Supplied text:
----
In theory, transitional forms of supported housing should be a bridge to independent living. They should be a way for vulnerable people to have a safe place that they can call home where they receive the support that they need to regain their independence. There are shining examples. Damien John Kelly House in Picton in Liverpool—a home for men in recovery from addiction—is one such place. It is a fantastic community that supports, inspires and allows for transformational change. The difference between substandard housing and a good provider is that the good provider offers a community and support work, including support for mental health, while a bad provider might only give someone a key for a cupboard in a shared kitchen and an extra lock on their door. The difference is so significant, and it either makes or ruins people’s lives.

People in my constituency have written to me for help. They live in what they thought was supported housing only to realise that the support package they were promised does not exist and might consist of as little as a CCTV camera in the hallway. The reality of the supported housing racket is vulnerable residents with complex needs living in squalor, isolated, without access to local services, sharing a house with residents who all require specialist support. What is bad for those people living in the properties can quickly escalate to blight the lives of their neighbours and the local community. That experience is all too familiar for my constituents in Anfield and Walton and those further afield.
----
(Extracted data entries)

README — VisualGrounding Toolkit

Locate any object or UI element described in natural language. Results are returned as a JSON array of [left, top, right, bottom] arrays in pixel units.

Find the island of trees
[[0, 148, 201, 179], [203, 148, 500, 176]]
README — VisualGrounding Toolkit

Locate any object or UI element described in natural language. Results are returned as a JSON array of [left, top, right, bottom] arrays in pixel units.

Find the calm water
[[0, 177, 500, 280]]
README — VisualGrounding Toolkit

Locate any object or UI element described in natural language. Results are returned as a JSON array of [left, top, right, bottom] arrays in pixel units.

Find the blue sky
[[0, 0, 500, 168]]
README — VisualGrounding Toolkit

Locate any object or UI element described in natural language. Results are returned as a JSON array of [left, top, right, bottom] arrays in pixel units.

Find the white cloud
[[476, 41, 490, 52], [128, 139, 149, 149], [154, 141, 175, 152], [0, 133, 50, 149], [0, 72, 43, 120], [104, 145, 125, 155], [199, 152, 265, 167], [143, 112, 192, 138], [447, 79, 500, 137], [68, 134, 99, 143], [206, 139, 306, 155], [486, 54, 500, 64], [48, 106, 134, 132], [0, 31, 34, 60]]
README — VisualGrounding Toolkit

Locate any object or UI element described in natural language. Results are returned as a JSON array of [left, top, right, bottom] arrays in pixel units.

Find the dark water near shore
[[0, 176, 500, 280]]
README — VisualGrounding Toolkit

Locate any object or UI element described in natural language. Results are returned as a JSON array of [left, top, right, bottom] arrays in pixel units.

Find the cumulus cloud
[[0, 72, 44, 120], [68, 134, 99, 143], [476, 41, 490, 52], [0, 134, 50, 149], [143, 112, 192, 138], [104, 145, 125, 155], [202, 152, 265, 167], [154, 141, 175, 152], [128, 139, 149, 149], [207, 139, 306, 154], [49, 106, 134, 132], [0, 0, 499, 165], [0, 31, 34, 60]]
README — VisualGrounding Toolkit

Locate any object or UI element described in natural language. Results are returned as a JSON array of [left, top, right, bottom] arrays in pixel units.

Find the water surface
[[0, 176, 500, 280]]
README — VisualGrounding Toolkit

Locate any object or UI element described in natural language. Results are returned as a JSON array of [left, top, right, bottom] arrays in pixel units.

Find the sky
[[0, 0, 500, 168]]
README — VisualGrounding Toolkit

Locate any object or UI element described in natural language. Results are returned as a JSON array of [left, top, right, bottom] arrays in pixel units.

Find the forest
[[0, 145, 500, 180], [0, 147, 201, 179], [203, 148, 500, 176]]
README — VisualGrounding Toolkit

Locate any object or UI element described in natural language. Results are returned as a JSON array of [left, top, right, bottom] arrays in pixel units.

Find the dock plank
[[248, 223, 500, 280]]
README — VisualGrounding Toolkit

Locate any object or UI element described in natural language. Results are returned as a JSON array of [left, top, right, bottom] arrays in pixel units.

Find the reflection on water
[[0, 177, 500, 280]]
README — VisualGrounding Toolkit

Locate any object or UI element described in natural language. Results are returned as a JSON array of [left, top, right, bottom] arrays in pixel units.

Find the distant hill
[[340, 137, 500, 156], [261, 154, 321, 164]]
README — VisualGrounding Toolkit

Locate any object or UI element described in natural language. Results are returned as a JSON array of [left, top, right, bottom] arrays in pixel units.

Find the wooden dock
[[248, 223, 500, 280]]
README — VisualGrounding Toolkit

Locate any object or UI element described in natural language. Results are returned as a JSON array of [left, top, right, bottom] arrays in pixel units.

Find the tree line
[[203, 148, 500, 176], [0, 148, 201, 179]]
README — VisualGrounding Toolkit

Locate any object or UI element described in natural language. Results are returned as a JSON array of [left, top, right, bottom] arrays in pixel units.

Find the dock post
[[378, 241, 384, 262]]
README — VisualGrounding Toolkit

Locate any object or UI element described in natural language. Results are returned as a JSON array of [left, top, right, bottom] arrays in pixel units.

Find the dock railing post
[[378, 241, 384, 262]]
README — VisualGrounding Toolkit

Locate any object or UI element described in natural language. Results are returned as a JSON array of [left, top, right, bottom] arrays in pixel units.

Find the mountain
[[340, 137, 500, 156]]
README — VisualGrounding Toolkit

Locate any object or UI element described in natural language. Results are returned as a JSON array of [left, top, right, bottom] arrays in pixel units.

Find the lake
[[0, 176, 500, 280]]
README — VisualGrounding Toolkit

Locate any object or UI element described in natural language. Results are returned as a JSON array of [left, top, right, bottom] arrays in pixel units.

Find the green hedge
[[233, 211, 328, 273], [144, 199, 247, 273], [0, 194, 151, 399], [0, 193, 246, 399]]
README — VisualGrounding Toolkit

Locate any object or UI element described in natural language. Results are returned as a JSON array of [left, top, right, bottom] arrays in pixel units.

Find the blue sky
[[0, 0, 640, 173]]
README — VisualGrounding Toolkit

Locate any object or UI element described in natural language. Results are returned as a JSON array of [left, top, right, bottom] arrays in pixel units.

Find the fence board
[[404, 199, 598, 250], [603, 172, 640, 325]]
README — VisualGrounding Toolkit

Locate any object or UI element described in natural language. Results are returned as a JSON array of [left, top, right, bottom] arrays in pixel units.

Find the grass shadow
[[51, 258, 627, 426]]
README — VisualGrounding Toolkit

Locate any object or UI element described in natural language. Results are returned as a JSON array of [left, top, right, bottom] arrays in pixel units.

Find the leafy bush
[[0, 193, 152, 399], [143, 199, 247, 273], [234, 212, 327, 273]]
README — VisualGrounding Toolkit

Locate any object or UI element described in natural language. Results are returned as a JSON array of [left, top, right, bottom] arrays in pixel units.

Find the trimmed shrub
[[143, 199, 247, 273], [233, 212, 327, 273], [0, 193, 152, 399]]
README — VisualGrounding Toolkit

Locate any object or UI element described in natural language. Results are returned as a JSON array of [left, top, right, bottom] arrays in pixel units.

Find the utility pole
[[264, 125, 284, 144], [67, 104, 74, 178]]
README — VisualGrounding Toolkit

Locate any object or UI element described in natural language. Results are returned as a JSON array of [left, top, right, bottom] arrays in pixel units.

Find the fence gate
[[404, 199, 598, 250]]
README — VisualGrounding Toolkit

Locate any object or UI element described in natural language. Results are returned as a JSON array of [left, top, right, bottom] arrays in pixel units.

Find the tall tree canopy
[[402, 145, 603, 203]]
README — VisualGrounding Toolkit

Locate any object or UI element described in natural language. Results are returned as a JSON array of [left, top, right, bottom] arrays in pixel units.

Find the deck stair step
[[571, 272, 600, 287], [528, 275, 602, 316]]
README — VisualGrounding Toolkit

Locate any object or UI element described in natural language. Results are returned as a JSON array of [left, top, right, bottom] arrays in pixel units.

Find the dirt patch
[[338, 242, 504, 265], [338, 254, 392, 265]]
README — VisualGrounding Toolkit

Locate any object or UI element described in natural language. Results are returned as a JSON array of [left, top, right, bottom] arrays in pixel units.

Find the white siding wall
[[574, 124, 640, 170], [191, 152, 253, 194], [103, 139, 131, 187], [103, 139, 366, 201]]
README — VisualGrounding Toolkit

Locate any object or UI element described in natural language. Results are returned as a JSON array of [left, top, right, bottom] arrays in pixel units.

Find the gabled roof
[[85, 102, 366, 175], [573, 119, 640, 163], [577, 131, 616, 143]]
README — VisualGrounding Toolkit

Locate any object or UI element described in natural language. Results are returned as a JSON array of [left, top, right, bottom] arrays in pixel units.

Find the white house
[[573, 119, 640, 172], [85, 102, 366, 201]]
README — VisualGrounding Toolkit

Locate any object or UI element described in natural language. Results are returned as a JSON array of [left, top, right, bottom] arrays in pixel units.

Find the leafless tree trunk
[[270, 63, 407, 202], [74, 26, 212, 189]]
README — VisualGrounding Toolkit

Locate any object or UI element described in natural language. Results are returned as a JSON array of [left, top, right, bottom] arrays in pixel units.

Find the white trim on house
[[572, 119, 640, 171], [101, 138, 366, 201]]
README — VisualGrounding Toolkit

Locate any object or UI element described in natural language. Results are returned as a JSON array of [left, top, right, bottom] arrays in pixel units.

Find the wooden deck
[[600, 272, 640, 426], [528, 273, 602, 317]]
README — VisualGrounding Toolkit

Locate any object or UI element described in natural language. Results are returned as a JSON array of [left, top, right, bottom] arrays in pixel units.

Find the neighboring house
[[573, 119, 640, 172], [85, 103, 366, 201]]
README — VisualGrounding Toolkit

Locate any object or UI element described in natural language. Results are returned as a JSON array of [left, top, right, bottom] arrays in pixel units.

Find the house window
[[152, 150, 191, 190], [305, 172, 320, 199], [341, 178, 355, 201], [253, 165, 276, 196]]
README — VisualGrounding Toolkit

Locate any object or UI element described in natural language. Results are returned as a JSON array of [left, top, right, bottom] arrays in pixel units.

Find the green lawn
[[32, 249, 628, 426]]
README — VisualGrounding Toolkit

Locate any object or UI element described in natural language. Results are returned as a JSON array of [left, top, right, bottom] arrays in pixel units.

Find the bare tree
----
Work order A:
In the text on supported housing, what kind of home is Damien John Kelly House described as?
Work order B:
Pick up the text on supported housing after its last sentence and keep writing it.

Final answer A:
It is a home for men in recovery from addiction, in Picton in Liverpool.

Final answer B:
While vulnerable residents and the community around them suffer, rogue landlords and agencies collect rents from the taxpayer far in excess of allowance rates and without proper regulation. They game the system easily and without consequence. It is a lucrative enterprise for some, operated and funded by the state, and it is almost completely unaccountable. Liverpool has seen a recent influx of these properties, because we have many larger properties that are ripe for conversion to HMOs or exempt accommodation. They are targeted by investment companies from far and wide who buy up cheaper properties in the most deprived areas and lease them to umbrella management companies who moonlight as supported housing providers. The result is that rents are set artificially high to maximise the yield for investors. The net cost to Liverpool after receipt of Government subsidy has risen year on year, to £4 million in 2020. As profits for landlords increase, so do reports of poorly managed, unsafe accommodation that provides threadbare support.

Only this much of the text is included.